• WRITTEN INSTRUCTION
List every line of the entries below that contains the string "cart", copying each line in full. Case matters.

• SUPPLIED INFORMATION
(begin)

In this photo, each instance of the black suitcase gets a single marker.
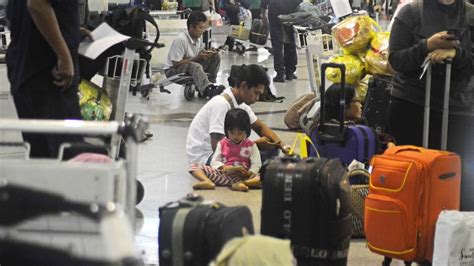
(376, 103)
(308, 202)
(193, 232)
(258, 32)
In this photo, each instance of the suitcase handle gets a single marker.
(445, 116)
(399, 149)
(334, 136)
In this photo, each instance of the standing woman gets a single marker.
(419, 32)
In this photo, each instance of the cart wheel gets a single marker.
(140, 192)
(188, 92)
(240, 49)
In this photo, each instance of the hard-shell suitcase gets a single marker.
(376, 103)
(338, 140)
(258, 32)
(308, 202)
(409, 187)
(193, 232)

(end)
(begin)

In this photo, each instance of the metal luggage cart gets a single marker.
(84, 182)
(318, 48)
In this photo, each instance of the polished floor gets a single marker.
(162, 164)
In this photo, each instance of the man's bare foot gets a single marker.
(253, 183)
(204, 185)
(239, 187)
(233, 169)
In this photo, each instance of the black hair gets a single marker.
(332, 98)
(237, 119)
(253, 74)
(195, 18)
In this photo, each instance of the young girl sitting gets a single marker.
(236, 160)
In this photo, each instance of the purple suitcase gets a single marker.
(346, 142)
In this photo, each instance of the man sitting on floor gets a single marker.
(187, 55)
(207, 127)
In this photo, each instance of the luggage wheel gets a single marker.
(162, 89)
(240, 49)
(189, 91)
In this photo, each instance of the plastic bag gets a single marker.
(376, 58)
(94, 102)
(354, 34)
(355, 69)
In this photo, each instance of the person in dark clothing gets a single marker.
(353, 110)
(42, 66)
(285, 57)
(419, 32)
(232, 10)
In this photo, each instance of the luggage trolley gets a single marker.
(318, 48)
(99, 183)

(end)

• COMPLETED EXERCISE
In this photo, each instance of the cart wheel gets a single marker.
In this photo, each instance of the metal luggage cart gets a single marker.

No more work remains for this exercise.